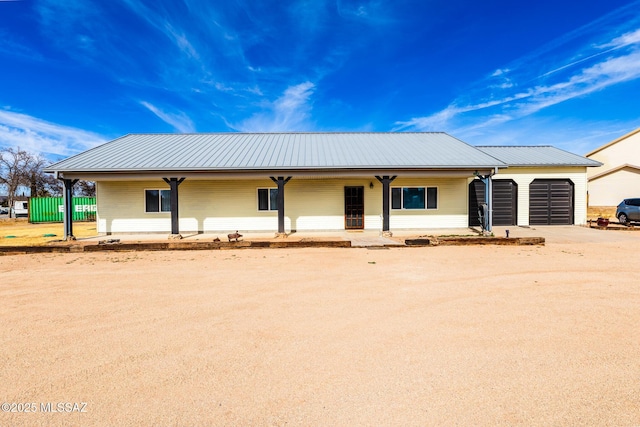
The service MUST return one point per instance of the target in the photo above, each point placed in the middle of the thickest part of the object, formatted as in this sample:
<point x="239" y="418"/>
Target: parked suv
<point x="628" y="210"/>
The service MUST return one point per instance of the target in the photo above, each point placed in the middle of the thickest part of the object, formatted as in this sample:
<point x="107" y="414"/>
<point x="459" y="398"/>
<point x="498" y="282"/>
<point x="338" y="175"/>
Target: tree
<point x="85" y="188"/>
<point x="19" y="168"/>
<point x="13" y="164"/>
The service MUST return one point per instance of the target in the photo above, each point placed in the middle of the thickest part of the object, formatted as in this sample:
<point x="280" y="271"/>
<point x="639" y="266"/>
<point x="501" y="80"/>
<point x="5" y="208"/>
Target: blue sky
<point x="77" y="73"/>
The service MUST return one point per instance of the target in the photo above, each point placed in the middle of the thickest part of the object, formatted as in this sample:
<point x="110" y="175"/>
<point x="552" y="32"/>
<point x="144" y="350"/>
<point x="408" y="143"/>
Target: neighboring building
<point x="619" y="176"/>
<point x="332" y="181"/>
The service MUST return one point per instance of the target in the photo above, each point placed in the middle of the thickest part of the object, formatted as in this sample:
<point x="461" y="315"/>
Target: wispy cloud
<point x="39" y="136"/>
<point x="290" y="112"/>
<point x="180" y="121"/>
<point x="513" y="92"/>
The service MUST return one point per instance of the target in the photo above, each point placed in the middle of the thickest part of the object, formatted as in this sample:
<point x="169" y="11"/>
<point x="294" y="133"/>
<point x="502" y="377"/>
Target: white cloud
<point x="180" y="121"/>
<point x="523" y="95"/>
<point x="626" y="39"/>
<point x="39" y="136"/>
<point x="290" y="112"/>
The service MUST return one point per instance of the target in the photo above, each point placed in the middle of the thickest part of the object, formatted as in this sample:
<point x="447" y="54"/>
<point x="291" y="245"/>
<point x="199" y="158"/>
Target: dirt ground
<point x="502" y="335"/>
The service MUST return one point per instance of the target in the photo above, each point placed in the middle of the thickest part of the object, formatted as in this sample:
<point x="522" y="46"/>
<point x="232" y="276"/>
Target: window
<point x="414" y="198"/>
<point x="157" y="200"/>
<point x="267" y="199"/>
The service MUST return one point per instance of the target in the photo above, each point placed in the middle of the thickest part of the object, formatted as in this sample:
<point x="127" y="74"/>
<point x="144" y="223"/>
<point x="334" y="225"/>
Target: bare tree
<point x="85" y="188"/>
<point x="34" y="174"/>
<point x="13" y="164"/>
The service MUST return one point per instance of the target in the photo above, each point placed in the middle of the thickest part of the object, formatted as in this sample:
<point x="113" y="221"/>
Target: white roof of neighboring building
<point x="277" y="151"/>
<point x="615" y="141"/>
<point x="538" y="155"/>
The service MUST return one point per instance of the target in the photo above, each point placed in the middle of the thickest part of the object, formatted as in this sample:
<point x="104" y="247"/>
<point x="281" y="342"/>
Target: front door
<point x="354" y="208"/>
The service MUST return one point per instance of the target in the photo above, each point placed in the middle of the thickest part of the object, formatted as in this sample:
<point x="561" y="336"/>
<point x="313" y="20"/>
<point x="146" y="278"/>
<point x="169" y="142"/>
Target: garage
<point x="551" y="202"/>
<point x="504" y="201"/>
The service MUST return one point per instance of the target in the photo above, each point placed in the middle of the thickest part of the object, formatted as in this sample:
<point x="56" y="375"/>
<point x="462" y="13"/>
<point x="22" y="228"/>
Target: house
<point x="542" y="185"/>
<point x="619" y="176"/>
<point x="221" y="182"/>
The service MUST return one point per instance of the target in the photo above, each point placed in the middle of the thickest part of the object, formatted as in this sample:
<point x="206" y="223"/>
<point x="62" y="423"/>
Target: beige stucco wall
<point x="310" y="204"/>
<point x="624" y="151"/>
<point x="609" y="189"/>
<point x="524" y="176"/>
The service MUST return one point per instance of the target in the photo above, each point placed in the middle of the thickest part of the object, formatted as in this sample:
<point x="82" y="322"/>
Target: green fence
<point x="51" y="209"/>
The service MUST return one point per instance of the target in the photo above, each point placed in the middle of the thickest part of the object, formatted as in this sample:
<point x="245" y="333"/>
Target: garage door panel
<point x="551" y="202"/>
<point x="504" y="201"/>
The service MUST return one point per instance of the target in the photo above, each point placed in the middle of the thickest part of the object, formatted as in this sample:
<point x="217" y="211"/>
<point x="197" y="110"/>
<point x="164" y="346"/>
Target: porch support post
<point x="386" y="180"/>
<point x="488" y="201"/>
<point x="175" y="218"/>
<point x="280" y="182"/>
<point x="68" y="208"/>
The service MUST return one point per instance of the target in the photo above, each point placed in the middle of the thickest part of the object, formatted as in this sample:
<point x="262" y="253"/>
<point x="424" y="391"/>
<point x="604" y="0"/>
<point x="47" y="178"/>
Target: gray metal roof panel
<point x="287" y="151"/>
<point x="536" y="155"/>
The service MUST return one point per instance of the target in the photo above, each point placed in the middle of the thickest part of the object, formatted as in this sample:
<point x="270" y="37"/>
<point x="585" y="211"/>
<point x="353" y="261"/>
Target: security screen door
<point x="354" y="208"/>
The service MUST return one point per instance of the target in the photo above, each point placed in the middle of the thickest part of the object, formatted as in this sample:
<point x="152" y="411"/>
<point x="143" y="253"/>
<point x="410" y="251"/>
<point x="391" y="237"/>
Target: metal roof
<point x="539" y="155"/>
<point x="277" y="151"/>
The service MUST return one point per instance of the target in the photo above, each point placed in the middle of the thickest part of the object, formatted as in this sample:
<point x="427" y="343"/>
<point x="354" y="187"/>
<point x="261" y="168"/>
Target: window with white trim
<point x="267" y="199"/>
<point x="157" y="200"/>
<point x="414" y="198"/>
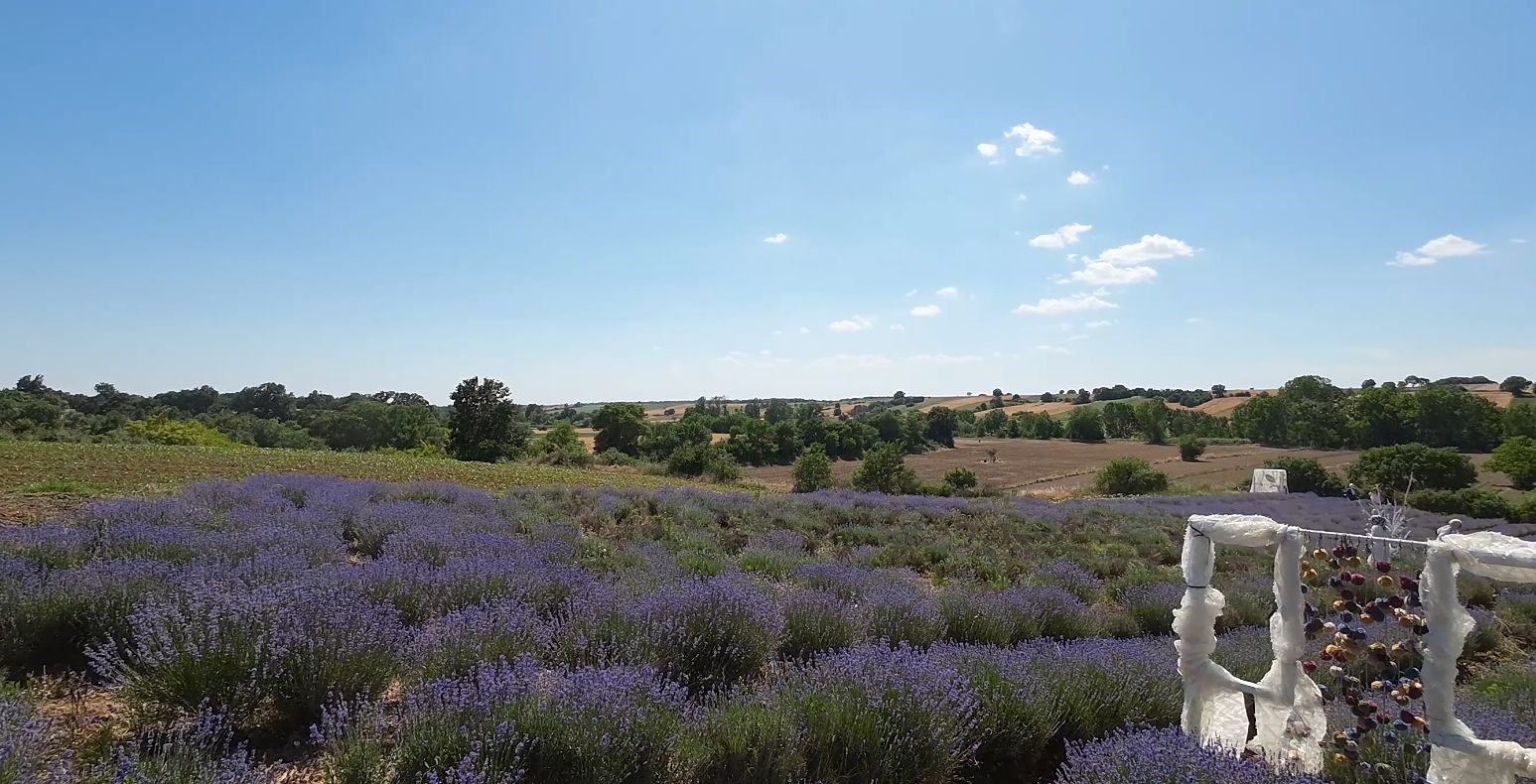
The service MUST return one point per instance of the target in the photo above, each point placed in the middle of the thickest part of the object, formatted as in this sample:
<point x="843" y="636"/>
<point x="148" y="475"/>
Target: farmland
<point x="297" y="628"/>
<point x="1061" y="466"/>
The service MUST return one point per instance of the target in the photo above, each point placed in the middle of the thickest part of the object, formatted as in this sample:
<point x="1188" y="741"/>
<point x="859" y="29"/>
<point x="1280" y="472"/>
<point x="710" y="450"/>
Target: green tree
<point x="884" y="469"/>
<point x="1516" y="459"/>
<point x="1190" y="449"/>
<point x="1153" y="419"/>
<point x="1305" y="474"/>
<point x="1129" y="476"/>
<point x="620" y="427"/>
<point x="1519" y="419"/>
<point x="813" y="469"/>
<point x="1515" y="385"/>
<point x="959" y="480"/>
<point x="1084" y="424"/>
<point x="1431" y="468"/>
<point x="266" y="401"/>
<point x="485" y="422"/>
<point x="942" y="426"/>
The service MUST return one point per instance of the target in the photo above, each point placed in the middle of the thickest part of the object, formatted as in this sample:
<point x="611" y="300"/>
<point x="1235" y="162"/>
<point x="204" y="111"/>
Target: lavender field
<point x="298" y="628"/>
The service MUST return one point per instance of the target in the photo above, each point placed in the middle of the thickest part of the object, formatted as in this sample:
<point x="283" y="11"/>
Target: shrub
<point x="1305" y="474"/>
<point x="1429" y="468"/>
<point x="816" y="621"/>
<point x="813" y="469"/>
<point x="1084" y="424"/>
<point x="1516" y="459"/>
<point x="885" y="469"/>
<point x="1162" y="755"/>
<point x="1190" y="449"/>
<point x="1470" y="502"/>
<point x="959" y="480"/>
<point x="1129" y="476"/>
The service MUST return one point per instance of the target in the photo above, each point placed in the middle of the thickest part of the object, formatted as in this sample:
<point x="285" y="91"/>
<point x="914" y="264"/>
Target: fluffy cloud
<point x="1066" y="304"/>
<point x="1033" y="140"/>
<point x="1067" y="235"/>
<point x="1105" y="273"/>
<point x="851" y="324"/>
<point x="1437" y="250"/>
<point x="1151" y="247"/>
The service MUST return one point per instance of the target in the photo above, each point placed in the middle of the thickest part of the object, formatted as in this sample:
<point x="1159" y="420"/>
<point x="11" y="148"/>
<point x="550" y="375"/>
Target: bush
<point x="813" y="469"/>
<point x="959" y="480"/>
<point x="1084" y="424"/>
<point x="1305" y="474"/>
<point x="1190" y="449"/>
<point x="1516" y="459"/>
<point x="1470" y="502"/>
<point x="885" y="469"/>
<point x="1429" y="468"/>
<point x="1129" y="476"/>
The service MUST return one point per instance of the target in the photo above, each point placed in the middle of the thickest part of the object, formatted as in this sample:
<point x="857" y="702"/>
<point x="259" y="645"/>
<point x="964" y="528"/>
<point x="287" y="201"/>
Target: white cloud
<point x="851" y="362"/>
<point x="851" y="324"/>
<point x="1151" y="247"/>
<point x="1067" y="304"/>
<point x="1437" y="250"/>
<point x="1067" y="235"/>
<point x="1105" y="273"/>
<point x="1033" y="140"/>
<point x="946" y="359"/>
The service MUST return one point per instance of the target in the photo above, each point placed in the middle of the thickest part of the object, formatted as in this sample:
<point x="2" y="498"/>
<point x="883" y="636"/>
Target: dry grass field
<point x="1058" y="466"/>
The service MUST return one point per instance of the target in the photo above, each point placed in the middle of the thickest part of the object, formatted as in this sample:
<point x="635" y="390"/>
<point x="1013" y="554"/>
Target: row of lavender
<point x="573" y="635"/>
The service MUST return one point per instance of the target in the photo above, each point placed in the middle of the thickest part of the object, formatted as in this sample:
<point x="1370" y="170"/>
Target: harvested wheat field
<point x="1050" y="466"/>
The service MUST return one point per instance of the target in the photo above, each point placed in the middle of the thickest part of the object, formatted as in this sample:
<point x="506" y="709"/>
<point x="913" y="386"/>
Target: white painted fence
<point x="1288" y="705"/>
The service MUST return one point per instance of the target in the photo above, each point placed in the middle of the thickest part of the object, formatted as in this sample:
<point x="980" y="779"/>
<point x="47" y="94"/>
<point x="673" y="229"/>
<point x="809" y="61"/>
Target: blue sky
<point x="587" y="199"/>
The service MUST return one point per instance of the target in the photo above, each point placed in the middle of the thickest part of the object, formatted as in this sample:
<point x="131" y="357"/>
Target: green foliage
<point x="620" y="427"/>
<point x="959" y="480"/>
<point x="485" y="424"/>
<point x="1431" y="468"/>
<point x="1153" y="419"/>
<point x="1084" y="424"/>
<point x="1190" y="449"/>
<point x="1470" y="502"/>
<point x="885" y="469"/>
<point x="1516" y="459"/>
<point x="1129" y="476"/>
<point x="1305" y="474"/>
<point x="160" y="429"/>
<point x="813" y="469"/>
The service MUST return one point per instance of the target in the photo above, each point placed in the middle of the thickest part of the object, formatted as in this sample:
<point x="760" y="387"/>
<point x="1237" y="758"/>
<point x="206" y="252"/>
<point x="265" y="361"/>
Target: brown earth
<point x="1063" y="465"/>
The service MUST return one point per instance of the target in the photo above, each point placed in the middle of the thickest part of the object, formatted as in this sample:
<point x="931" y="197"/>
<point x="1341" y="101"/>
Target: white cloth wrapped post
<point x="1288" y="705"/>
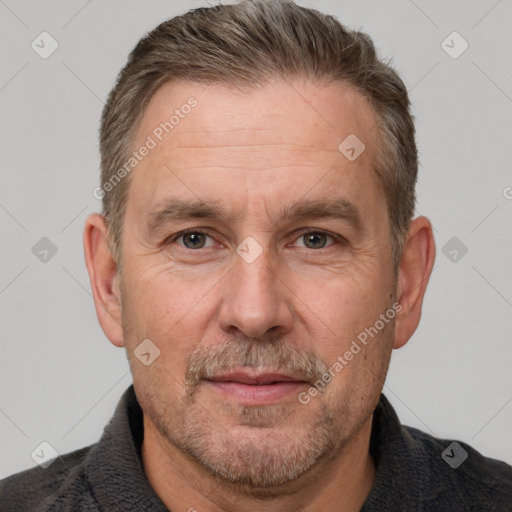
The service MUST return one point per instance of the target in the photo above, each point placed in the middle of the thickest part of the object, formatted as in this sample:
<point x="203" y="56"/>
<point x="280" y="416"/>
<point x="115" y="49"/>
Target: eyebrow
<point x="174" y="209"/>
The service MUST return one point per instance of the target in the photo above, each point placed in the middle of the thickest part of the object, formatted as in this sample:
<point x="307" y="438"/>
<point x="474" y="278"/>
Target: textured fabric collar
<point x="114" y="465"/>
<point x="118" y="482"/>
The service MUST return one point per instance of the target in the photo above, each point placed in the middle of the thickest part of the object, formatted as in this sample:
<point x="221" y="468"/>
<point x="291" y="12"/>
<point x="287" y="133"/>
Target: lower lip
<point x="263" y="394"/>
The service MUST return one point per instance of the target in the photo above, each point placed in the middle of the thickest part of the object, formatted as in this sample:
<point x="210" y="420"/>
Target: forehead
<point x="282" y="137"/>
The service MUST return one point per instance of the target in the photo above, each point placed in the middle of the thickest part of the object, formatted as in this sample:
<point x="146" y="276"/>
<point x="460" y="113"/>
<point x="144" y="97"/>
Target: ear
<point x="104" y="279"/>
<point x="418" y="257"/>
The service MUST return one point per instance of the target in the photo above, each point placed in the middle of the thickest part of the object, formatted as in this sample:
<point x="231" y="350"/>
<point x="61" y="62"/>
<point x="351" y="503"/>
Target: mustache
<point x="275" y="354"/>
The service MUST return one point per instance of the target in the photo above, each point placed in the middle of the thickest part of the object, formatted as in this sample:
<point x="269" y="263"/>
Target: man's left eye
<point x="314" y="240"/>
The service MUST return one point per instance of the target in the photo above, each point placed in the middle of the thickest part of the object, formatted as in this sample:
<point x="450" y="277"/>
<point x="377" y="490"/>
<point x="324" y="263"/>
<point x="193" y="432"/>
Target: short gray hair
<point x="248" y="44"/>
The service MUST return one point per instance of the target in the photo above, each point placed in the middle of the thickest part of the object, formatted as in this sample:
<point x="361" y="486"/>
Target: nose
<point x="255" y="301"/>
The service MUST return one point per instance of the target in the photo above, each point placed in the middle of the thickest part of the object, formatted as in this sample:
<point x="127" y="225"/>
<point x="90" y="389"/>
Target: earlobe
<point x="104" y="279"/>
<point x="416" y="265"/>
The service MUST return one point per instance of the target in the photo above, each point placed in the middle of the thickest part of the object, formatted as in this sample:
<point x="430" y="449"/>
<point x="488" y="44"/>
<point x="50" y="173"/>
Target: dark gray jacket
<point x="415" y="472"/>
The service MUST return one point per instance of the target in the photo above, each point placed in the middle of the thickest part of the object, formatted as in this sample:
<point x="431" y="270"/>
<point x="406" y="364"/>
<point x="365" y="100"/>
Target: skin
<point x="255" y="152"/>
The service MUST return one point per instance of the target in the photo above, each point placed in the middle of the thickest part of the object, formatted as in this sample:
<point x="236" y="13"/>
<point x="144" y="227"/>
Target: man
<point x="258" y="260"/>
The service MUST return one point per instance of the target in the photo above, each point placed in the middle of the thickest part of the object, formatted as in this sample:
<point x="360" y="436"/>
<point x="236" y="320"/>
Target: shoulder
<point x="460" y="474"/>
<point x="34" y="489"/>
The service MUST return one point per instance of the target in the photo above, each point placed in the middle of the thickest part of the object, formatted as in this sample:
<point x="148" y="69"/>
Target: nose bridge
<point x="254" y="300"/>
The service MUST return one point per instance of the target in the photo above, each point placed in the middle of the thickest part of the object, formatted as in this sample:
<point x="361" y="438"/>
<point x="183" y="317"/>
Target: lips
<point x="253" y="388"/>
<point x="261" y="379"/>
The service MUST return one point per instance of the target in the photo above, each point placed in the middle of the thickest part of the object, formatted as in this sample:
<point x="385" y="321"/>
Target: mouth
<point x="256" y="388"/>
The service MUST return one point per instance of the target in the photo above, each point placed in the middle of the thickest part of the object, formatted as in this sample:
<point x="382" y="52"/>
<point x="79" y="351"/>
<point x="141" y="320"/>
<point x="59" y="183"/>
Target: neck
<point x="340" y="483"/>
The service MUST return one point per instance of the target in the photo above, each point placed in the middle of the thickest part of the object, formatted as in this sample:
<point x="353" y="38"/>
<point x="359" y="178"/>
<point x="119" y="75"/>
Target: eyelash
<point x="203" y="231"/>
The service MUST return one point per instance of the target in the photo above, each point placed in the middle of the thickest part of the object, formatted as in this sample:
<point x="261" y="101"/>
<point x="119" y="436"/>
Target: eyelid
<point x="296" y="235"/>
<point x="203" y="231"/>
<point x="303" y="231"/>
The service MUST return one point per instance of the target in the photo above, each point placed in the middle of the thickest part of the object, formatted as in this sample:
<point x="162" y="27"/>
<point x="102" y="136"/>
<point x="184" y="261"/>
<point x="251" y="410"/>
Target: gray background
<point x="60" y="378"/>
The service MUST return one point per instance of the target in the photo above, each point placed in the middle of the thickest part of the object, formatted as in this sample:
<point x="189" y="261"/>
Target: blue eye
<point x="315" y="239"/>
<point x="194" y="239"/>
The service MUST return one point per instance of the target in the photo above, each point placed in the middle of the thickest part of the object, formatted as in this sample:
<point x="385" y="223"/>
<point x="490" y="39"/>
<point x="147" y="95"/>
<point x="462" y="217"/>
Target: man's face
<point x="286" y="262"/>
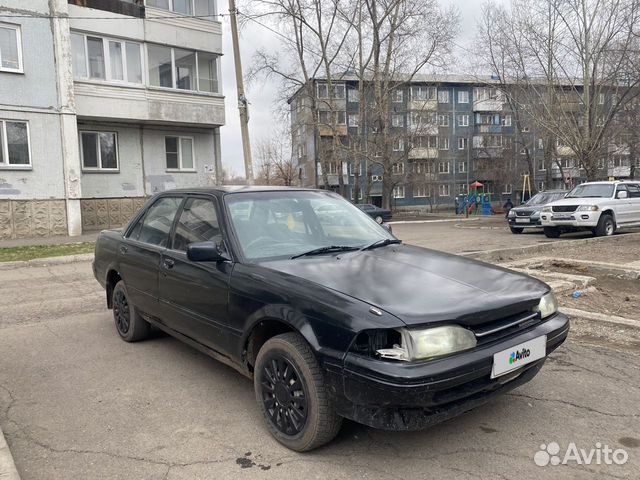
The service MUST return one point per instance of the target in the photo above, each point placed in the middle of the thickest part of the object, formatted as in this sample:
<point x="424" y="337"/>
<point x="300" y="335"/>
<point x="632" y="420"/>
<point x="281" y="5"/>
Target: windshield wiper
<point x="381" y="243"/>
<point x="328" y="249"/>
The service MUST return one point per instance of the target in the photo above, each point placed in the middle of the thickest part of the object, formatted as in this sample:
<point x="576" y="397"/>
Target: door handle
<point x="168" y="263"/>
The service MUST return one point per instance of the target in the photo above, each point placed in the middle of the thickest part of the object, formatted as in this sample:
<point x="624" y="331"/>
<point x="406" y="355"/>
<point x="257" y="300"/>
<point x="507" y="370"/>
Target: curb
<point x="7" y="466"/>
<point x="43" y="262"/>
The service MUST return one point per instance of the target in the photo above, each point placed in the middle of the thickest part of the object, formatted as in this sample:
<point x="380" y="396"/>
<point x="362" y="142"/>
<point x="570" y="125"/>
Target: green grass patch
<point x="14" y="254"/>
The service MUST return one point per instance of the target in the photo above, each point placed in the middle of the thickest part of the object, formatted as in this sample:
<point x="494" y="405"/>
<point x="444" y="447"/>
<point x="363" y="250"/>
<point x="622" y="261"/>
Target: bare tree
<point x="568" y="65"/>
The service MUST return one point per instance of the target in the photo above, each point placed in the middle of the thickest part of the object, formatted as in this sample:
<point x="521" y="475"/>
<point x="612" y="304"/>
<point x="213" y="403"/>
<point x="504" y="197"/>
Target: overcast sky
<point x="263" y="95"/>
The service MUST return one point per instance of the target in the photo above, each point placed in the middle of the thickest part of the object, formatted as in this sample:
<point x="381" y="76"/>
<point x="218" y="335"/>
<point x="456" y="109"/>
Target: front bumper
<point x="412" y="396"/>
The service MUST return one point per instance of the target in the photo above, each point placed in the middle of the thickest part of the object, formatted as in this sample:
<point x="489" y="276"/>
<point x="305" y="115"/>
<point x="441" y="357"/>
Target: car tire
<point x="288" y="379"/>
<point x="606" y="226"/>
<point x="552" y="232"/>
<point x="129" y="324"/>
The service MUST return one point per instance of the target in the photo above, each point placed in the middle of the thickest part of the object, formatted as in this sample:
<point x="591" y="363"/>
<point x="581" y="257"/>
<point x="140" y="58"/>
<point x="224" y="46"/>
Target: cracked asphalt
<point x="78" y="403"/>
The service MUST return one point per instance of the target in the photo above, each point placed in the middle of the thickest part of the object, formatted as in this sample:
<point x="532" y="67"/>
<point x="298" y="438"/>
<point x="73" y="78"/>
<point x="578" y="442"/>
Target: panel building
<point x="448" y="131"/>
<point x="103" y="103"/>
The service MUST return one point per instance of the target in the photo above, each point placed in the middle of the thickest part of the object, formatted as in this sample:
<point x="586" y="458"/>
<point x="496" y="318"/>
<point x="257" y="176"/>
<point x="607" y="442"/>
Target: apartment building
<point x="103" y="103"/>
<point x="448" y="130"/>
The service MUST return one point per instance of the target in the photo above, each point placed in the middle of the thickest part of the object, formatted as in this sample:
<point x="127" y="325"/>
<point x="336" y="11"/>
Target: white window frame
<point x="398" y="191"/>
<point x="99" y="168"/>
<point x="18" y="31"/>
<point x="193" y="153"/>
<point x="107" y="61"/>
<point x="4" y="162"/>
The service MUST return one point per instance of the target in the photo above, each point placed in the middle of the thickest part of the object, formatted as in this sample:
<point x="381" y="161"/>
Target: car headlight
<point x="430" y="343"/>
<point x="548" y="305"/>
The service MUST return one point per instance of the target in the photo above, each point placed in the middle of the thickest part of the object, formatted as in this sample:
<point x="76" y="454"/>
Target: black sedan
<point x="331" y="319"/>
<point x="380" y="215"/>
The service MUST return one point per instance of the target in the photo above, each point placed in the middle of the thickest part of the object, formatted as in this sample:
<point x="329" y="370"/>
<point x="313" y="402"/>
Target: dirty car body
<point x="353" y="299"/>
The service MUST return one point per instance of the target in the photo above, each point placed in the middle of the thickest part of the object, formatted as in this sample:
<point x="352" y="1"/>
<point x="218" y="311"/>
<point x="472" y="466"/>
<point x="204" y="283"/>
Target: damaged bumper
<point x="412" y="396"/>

______________________________

### TASK BRIEF
Extract each line of the items above that contains the string "bumper".

### RESULT FOR THIS TASK
Target: front bumper
Target: damaged bumper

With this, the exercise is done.